::: Extracted data
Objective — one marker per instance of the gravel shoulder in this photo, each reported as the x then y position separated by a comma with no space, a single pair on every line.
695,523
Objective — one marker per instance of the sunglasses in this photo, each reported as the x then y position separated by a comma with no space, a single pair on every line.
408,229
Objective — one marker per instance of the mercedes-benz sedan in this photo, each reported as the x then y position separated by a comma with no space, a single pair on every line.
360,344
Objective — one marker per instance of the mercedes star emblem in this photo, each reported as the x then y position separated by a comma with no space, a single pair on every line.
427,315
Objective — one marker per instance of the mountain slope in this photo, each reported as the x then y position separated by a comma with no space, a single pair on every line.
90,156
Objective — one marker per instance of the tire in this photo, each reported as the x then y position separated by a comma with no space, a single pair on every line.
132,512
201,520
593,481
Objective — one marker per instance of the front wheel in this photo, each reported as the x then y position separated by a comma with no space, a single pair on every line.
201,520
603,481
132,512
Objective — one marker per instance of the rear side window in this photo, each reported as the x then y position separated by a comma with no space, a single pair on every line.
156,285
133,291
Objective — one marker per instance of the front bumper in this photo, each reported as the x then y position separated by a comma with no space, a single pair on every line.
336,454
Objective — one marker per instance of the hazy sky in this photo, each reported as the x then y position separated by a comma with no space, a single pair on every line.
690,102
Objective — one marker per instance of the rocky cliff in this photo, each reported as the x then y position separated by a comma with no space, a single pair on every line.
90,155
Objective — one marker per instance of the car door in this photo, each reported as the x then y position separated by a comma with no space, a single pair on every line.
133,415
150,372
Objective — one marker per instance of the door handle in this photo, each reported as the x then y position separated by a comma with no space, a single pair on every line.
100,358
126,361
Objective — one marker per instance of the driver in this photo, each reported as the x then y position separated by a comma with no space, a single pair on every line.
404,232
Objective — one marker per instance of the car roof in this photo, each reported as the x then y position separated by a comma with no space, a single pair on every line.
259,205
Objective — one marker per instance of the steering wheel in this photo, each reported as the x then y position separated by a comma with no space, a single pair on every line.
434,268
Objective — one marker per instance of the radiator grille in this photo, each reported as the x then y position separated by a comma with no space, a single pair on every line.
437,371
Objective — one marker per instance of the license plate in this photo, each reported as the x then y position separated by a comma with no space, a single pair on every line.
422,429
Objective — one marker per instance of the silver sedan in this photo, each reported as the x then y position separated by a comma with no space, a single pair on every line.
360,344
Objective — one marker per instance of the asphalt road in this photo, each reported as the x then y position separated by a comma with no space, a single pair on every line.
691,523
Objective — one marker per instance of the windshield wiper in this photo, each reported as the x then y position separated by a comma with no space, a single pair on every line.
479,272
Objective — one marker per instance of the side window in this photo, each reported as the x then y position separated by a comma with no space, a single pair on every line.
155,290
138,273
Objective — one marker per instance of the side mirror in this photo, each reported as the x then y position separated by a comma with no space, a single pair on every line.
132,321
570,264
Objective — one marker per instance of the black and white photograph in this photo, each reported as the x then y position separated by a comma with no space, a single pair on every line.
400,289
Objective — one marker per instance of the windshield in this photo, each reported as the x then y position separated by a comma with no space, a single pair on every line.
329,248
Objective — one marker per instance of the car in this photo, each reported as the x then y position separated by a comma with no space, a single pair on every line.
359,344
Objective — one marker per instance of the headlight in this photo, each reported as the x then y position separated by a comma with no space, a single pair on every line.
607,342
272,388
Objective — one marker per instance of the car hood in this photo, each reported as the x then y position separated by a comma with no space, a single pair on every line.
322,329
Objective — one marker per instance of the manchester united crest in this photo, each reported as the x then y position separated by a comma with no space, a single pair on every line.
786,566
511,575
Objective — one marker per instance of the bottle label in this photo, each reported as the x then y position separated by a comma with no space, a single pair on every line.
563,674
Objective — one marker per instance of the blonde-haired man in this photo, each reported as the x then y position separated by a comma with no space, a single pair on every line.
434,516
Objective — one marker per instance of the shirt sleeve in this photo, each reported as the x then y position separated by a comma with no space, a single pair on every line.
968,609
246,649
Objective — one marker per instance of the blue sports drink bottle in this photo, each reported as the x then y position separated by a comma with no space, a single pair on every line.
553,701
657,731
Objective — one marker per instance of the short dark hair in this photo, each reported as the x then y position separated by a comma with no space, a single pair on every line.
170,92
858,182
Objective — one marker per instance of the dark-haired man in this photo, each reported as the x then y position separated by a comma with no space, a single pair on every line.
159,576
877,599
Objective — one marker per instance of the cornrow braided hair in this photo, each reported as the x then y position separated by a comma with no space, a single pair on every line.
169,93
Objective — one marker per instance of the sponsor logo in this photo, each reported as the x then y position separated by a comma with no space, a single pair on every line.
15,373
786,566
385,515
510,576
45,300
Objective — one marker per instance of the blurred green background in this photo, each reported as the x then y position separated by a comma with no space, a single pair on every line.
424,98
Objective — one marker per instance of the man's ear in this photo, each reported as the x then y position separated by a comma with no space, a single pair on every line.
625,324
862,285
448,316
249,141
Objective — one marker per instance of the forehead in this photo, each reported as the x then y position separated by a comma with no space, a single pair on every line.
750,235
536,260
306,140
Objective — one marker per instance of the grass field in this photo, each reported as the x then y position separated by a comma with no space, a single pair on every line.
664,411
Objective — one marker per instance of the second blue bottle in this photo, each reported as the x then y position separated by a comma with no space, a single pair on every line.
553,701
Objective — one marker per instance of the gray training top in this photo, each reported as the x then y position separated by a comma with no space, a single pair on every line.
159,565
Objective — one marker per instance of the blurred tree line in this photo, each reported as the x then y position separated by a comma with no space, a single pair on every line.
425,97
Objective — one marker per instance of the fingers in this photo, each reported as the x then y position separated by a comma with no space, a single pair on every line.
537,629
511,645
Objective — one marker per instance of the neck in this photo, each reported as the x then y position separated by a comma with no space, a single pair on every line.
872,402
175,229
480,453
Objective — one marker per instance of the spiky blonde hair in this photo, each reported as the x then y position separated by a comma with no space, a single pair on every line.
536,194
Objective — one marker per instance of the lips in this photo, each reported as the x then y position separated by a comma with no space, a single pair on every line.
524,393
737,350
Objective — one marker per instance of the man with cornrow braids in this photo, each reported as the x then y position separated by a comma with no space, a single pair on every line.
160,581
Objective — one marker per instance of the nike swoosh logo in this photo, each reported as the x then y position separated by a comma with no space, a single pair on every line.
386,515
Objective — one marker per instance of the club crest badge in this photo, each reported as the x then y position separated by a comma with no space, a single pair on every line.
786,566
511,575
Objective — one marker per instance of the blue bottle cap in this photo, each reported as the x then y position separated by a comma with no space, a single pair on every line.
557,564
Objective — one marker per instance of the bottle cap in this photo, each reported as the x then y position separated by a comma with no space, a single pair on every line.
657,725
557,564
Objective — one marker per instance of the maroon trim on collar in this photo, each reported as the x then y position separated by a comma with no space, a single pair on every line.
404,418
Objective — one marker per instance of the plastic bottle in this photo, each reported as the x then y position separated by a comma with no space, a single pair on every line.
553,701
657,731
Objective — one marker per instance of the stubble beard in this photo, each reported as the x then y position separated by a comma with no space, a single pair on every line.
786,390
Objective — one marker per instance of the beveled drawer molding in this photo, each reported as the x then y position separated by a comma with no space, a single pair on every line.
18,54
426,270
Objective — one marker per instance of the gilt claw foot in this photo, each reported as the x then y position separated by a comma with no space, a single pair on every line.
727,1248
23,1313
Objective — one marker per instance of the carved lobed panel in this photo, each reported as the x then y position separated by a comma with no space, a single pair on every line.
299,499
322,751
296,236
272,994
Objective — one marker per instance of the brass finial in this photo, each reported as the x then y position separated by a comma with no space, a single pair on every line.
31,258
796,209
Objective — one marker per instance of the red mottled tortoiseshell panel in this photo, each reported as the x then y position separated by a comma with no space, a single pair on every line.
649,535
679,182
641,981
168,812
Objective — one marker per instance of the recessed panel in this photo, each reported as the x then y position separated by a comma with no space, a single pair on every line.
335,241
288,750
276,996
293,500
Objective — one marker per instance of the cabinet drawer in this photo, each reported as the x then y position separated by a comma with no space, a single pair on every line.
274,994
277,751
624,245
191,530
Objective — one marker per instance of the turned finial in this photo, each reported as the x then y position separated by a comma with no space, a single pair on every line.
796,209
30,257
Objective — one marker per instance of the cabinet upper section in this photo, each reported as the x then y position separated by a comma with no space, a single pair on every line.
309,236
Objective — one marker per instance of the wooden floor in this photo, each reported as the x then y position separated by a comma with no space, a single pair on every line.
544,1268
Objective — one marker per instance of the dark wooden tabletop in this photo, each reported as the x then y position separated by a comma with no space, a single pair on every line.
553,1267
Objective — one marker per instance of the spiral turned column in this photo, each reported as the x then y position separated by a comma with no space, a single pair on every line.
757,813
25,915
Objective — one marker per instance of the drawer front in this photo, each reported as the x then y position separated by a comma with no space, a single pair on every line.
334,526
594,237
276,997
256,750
::::::
Task brief — Only those lines running from the one containing "Objective — one marker per instance of the cabinet upper" through the last line of the data above are to be copied, exactly, with both ends included.

Result —
Objective — one marker per instance of the cabinet upper section in this photo, each reported as the x then y position separated by a comma with no space, a single pair on every line.
309,236
Objective — one marker per instance of the wooden floor in this photo, each reported as the x then y position separated by a comma with no space, a single pair on every line.
544,1268
Objective — one marker per instance of the dark wooden tabletop in this photo, each reported as the x then y position separated by a comma with no space, a single pair on every line.
553,1267
Objective — one marker per instance of the spiral turned column in this photo, each reported as the x then y position separated by a comma with no space, a single pair on every line.
757,813
25,915
Objective — one marker per instance of the drawer front in this photo, each reported as the x then y position separated by a comma with no space, a single pair on every line.
334,526
594,237
276,997
256,750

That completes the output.